Despite not being the most powerful model, o3-mini shows competitive performance against rivals like DeepSeek's R1, especially with high reasoning effort. It excels in certain benchmarks, such as AIME 2024 and SWE-bench Verified, but lags behind in others like GPQA Diamond. OpenAI emphasizes the model's cost-effectiveness and safety, claiming it surpasses previous models in safety evaluations. The release of o3-mini is part of OpenAI's broader mission to advance cost-effective intelligence while addressing challenges in the AI landscape.
Key takeaways:
- OpenAI launched o3-mini, a new AI reasoning model, which is positioned as both powerful and affordable, and is aimed at broadening accessibility to advanced AI.
- O3-mini is fine-tuned for STEM problems and is claimed to be more reliable than previous models, with external testers preferring its answers over those from o1-mini more than half the time.
- The model is available via ChatGPT and OpenAI's API, with pricing set at $1.10 per million cached input tokens and $4.40 per million output tokens, making it 63% cheaper than o1-mini.
- O3-mini is not the most powerful model and does not surpass DeepSeek's R1 in every benchmark, but it offers competitive performance at a lower cost and latency, especially with high reasoning effort.

Your instructions: Name every benchmark that the o3-mini text above mentions by name.

Data:
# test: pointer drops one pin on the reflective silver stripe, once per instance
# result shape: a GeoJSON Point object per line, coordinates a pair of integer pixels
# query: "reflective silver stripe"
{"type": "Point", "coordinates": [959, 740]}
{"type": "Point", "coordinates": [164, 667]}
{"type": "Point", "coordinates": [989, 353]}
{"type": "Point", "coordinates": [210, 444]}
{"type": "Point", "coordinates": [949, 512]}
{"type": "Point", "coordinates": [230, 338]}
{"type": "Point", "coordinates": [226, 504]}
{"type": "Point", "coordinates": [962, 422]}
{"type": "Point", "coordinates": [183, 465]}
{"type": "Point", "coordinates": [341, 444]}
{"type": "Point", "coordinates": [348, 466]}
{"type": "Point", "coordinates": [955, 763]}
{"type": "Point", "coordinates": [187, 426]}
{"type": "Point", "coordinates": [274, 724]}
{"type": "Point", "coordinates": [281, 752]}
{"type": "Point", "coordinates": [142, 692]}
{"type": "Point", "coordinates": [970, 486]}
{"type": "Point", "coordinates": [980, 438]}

Solution for this problem: AIME 2024, SWE-bench Verified, GPQA Diamond